Task details: The entries below need to be written out exactly, with no pictures included.

Rows:
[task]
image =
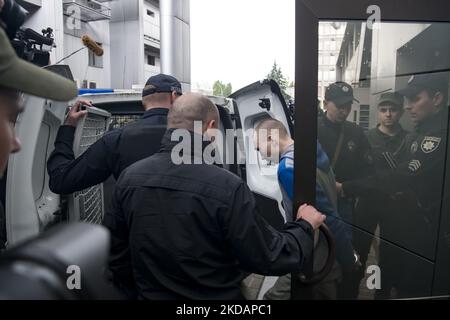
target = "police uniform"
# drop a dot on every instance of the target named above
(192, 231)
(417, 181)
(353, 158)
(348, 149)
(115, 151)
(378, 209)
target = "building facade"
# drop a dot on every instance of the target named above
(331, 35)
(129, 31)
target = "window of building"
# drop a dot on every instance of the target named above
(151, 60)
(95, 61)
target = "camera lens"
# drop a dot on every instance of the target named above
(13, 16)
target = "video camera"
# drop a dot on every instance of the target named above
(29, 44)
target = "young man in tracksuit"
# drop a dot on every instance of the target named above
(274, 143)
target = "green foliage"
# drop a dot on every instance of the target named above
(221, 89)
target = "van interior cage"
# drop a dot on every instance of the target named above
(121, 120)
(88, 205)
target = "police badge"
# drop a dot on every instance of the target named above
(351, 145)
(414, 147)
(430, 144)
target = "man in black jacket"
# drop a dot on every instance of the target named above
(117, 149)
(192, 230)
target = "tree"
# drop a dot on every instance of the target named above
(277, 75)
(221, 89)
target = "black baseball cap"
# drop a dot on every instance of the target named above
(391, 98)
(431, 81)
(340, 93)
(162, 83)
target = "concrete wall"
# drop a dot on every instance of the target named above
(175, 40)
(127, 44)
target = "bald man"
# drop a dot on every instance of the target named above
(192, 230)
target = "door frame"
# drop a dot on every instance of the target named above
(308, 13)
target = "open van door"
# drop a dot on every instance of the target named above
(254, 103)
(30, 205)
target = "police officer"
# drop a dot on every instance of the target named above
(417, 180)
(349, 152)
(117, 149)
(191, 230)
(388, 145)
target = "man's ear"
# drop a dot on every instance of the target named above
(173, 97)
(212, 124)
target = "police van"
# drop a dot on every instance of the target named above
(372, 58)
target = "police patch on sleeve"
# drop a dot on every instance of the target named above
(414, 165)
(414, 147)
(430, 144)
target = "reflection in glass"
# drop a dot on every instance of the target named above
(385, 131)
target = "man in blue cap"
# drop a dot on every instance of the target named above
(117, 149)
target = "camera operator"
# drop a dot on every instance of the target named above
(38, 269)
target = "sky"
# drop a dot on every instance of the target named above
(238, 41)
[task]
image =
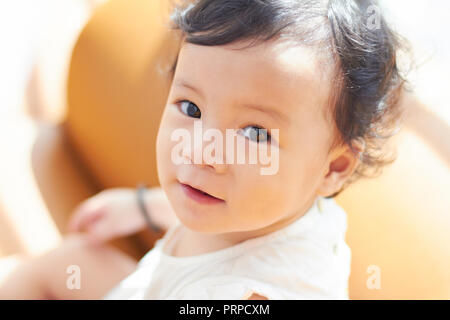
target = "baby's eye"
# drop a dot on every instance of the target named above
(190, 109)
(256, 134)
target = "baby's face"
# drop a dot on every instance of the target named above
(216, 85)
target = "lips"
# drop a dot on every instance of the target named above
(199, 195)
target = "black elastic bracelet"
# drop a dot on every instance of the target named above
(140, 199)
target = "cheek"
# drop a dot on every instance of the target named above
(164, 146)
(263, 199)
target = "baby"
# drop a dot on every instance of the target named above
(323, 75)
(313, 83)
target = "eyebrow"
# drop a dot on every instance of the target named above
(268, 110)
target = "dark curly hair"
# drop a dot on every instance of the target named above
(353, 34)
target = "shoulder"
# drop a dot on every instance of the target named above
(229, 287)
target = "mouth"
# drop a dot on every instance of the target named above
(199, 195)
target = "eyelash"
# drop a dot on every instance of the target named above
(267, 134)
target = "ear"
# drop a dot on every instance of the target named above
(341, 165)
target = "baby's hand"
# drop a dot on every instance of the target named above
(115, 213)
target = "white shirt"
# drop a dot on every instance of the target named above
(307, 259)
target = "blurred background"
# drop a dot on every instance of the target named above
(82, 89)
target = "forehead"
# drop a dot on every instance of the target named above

Completed exercise:
[task]
image =
target = "police uniform"
# drop a dot on every instance of the target named above
(192, 231)
(417, 181)
(353, 158)
(348, 149)
(115, 151)
(378, 209)
target = "building facade"
# drop a dot on every instance of the target named above
(331, 35)
(129, 31)
target = "window of building"
# drop a dot on every instance of the target named above
(151, 60)
(95, 61)
target = "camera lens"
# drop a dot on every instance of the target named above
(13, 16)
target = "video camera"
# drop a dot on every instance of the target named above
(29, 44)
target = "young man in tracksuit"
# drop a dot on every instance of the target named above
(274, 143)
target = "green foliage"
# drop a dot on every instance of the target named above
(221, 89)
target = "van interior cage"
# drop a dot on every instance of the target named above
(121, 120)
(88, 205)
target = "police badge"
# drop a dot on every instance of the target named above
(351, 145)
(414, 147)
(430, 144)
target = "man in black jacket"
# drop a dot on every instance of the target named above
(117, 149)
(192, 230)
target = "tree"
# drop a dot on every instance of the target named above
(277, 75)
(221, 89)
target = "black baseball cap"
# drop a dot on every instance of the target named above
(391, 98)
(431, 81)
(340, 93)
(162, 83)
target = "concrete wall"
# drop a dot on every instance of the target named above
(175, 40)
(127, 44)
target = "bald man"
# drop a dot on every instance of the target named above
(192, 230)
target = "door frame"
# drop a dot on every instance of the target named above
(308, 13)
target = "open van door"
# drop a dot on every instance of the target named above
(254, 103)
(30, 205)
target = "police officer"
# drop a dot on every instance of the target named above
(417, 180)
(349, 152)
(117, 149)
(191, 230)
(388, 145)
target = "man's ear"
# drop a dot on every instance of the target named above
(173, 97)
(212, 124)
target = "police van"
# drop a dot on every instance of the target named above
(372, 58)
target = "police patch on sleeve"
# drop a dot on every instance of the target named above
(414, 165)
(414, 147)
(430, 144)
target = "reflection in glass"
# drop a dot on every instance of the target named above
(385, 131)
target = "man in blue cap"
# drop a dot on every instance of the target named above
(117, 149)
target = "camera operator"
# drop a dot on every instance of the target named above
(38, 269)
target = "sky"
# drop a dot on every instance of the target named above
(238, 41)
[task]
image =
target = "baby's eye"
# drop a dot on every instance of the target named above
(190, 109)
(256, 134)
target = "baby's face"
# drop a dot on every instance of the target named above
(216, 85)
target = "lips"
# drop a dot on every instance of the target named above
(199, 195)
target = "black elastic bracelet"
# drop a dot on every instance of the target named above
(140, 199)
target = "cheek"
# drop a dot on every instance of the target named above
(164, 146)
(263, 199)
target = "baby"
# drop a dot on every instance of the target named above
(323, 75)
(313, 83)
target = "eyebrow"
# drop a dot on every instance of the target named above
(268, 110)
target = "dark curly hair"
# drop a dot on every instance of the target named above
(353, 34)
target = "shoulder"
# drop a dot on every instance of the target named above
(229, 287)
target = "mouth"
# drop a dot on every instance of the target named above
(199, 195)
target = "eyelash"
# drop a dot on every instance of the target named above
(267, 134)
target = "ear"
# drop a dot on every instance of the target named above
(341, 165)
target = "baby's hand"
# drop a dot on every instance of the target named above
(115, 213)
target = "white shirt"
# drop a dot on every instance of the target named above
(307, 259)
target = "blurred background"
# drop a dot on every instance of the target named above
(82, 89)
target = "forehead"
# drop a dot on every instance of the target named above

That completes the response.